Answer these questions using the course description below.
1. How many credits is the course worth?
2. In what language is the course taught?
3. Which area of the mechanics of deformable solids does the prerequisites section name as the main one students should know?

**Supplied passage**
━━━━━━━━━━━━━━━━━━━━━━━━━━━━━━
Durability of materials

lmapr2483  2021-2022  Louvain-la-Neuve

Durability of materials
5 credits
30.0 h + 22.5 h
Q2
Language
English
Prerequisites
The students must be familiar with the basic concepts
  • of materials science: microstructure, defects, solid state diffusion, phase transformation, basics of electrochemistry, basics of deformation and fracture phenomena;
  • of continuum mechanics (stress and strain tensors) and mechanics of deformable solids (linear thermoelasticity mainly) that have been covered in the programs of bachelor in engineering sciences.
Main themes
All important technological fields are impacted by materials ageing and durability issues. The lifetime assessment of structures and installations is key for a variety of industries involving the aeronautics, nuclear, naval, biomedical, train, microelectronics, automotive, windmills and spatial sectors, and many others. The ageing and durability problems affects both the nominal operation as well as the operation under extreme conditions (such as under earthquakes, flooding, fire, explosion etc). The implications are numerous. It is first a question of human safety to be able to predict when a material will fail to meet the expected performances. Then, it is also an environmental issue – it is essential today to extend the lifetime of all technologies through the use of new advanced materials or coatings. It is also a question of economical cost related to the replacement or repair of the installations. Finally, there is the connection with the ethical problem of programmed obsolescence or of the voluntarily non optimal design of products. The subject is both exciting and complex as it requires taking into account numerous interconnected phenomena, hence convening a number of fundamental engineering disciplines. The objective of the course is to deliver the scientific and technical keys in order to address questions as different as:
  • What are the mechanisms limiting the lifetime of windmills ?
  • What are the processes leading to the degradation of the performances of Li based batteries?
  • How to select the best material for the divertor of the futur thermonuclear fusion reactors which must resist intense neutron irradiation fluxes, extreme temperatures and erosion ?
  • What phenomena governs the ageing of growth rods implanted in the back of children to correct for severe scoliosis?
  • What are the risks of pollution associated to the storage of high activity nuclear wastes?
  • What are the factors limiting the lifetime of electronic circuits? Is it possible to do better?
  • How to design carbon fiber reinforced polymers used for aeronautic applications with respect to ageing due to oils, solvents and water?
  • What are the phenomena limiting the lifetime of turboengines in the hottest region of the reactors?
The main topics addressed in the module will involve
  1. The overall positioning of the durability issues in the context of sustainable development and safety of people, structures and installations.
━━━━━━━━━━━━━━━━━━━━━━━━━━━━━━
**Data shown**
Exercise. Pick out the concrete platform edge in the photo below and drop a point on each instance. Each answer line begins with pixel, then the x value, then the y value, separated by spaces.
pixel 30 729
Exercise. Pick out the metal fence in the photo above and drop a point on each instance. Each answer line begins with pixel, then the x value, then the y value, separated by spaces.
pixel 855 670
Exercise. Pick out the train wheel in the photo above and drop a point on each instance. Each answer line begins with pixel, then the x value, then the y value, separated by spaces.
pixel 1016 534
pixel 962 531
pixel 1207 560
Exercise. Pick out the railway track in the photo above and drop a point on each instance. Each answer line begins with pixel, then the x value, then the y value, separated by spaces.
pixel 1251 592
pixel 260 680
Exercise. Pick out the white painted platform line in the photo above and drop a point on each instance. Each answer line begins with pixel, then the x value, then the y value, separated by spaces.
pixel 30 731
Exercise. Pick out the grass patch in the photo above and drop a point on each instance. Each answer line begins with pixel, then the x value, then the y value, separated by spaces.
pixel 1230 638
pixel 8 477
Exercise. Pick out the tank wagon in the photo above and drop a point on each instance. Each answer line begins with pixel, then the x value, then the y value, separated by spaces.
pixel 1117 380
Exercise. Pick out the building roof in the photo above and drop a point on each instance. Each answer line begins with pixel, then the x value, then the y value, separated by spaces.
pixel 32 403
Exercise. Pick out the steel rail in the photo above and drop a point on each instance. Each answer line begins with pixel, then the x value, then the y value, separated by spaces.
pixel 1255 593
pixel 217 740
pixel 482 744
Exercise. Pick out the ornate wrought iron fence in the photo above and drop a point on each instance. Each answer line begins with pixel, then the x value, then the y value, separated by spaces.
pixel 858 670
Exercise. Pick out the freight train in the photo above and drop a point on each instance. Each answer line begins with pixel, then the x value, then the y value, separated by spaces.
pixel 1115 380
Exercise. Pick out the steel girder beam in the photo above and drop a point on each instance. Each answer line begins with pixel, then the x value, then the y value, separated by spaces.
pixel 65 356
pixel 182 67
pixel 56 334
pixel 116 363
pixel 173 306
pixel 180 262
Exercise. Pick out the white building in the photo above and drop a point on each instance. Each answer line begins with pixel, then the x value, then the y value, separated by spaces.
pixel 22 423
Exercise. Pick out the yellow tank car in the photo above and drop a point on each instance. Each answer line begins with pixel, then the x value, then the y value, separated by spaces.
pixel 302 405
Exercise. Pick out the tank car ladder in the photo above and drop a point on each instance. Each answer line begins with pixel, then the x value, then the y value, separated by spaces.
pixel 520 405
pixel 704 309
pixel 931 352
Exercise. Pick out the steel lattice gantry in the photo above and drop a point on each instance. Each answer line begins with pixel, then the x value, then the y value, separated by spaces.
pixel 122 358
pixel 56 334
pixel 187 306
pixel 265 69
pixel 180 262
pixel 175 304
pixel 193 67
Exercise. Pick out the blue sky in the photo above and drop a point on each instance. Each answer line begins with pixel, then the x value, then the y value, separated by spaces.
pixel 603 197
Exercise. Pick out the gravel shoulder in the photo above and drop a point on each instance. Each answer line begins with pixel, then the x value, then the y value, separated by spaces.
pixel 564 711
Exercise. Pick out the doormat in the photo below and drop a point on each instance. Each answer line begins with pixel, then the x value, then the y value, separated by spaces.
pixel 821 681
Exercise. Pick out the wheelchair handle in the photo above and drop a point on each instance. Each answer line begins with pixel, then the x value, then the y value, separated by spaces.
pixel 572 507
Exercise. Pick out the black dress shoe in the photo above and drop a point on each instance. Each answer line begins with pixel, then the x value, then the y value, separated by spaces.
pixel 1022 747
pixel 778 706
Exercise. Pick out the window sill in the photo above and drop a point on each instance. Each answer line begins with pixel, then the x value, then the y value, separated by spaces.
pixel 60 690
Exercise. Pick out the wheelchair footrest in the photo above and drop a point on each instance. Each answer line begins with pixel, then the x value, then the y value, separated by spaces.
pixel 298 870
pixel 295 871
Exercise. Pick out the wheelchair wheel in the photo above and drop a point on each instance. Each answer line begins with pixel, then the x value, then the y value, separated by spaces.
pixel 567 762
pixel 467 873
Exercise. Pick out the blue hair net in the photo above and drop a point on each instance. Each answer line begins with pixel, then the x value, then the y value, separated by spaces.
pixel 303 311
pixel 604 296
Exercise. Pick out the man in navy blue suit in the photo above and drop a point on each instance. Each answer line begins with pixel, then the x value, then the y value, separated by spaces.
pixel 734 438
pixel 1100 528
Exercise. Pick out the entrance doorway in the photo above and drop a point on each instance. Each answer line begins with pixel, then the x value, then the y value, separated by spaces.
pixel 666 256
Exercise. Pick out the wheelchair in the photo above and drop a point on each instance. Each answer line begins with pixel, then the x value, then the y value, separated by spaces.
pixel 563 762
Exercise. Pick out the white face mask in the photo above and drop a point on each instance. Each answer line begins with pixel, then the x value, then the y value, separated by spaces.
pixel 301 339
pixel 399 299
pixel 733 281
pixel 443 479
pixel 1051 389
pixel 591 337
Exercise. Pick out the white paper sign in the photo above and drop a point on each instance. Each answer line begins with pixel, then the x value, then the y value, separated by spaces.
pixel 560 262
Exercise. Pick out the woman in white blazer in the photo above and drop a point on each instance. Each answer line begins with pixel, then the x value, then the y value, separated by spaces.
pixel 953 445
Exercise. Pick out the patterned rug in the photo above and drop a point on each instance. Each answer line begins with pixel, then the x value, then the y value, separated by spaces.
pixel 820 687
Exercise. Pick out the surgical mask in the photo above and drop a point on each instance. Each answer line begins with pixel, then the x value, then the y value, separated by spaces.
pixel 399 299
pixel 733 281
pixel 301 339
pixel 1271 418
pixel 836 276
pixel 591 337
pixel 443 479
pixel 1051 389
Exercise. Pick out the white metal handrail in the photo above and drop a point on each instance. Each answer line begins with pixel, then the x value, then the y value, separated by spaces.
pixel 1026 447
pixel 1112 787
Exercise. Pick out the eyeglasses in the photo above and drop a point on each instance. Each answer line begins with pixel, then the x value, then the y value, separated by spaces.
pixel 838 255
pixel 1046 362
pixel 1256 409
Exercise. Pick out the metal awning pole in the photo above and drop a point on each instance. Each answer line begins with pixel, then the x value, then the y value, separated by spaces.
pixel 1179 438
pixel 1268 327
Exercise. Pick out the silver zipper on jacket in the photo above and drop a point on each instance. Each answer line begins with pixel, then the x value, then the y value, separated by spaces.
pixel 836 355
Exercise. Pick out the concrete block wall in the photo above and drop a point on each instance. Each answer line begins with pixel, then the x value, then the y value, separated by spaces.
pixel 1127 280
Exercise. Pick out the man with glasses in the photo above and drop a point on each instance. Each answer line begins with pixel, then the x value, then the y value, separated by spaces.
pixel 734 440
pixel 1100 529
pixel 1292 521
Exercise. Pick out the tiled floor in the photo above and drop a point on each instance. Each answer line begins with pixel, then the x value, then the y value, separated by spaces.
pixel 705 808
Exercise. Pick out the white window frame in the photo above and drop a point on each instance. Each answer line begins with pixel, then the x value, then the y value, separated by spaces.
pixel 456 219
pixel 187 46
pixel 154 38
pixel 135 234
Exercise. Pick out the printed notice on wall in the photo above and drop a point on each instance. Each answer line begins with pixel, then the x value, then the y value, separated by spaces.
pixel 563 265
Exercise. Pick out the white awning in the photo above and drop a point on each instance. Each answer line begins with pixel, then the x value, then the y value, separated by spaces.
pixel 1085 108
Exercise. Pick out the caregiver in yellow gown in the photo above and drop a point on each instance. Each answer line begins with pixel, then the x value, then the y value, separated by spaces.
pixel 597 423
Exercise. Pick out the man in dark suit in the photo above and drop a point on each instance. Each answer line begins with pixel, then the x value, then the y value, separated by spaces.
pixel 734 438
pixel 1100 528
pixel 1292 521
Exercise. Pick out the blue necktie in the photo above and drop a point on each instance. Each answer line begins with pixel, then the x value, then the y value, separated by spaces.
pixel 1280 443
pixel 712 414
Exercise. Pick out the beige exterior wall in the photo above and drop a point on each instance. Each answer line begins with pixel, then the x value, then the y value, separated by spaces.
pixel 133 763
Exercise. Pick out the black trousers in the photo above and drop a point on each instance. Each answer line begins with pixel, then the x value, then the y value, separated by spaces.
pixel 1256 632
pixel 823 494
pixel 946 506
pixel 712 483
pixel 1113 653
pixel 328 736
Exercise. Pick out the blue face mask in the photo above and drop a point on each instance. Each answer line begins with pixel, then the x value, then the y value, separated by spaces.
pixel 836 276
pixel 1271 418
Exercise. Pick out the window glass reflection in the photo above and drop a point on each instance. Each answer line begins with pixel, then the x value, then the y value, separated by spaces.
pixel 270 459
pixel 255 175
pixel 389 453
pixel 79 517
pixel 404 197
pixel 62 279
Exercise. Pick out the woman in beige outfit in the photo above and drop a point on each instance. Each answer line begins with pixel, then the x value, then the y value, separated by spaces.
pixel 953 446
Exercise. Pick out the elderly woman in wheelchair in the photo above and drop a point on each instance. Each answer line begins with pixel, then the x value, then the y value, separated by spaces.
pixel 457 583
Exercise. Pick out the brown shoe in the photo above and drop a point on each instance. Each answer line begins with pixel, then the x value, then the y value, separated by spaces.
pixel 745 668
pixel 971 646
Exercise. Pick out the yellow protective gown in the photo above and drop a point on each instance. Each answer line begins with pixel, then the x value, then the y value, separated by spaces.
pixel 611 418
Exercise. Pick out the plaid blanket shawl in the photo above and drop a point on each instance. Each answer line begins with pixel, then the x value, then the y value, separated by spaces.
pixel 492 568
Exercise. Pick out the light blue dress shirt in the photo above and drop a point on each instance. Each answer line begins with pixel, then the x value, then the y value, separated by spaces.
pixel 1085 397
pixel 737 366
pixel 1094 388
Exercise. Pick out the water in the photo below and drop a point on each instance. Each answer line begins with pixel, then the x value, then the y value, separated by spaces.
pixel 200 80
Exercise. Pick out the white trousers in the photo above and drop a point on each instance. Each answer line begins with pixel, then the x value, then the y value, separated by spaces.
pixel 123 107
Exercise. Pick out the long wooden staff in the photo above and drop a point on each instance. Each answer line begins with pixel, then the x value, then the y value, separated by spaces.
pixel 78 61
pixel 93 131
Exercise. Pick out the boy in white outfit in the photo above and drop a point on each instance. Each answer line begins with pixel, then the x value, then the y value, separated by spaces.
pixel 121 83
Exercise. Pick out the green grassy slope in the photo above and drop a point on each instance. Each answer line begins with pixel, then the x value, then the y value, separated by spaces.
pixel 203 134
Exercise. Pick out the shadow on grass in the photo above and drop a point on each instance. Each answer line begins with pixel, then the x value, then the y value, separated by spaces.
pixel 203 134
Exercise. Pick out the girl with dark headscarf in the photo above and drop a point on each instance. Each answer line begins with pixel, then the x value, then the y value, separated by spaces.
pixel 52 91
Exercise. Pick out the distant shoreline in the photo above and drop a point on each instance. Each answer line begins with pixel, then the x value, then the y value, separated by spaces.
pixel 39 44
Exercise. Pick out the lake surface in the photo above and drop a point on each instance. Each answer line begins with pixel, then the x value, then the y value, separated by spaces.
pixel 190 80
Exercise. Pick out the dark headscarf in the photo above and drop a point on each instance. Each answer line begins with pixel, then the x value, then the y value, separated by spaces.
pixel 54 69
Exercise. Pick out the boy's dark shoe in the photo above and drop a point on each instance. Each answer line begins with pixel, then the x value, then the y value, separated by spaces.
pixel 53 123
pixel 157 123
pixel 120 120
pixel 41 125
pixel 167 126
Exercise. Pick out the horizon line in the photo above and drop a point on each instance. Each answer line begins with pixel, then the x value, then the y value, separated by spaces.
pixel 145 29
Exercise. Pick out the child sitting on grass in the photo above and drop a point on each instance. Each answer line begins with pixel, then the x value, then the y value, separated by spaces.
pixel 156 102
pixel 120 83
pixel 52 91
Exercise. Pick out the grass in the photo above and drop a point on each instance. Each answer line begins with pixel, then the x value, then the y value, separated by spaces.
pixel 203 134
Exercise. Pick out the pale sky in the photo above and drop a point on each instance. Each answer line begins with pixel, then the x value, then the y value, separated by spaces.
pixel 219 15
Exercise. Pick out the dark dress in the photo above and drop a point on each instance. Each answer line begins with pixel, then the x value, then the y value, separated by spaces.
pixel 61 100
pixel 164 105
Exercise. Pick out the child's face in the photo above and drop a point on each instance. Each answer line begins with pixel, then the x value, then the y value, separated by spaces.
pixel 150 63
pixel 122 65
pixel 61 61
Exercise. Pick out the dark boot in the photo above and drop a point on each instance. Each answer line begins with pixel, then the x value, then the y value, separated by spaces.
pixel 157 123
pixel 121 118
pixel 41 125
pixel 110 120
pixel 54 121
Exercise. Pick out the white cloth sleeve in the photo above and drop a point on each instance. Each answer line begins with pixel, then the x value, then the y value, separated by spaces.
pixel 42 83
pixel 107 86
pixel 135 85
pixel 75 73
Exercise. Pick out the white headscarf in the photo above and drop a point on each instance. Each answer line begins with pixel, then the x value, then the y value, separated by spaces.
━━━━━━━━━━━━━━━━━━━━━━━━━━━━━━
**Solution to this exercise**
1. 5 credits
2. English
3. Linear thermoelasticity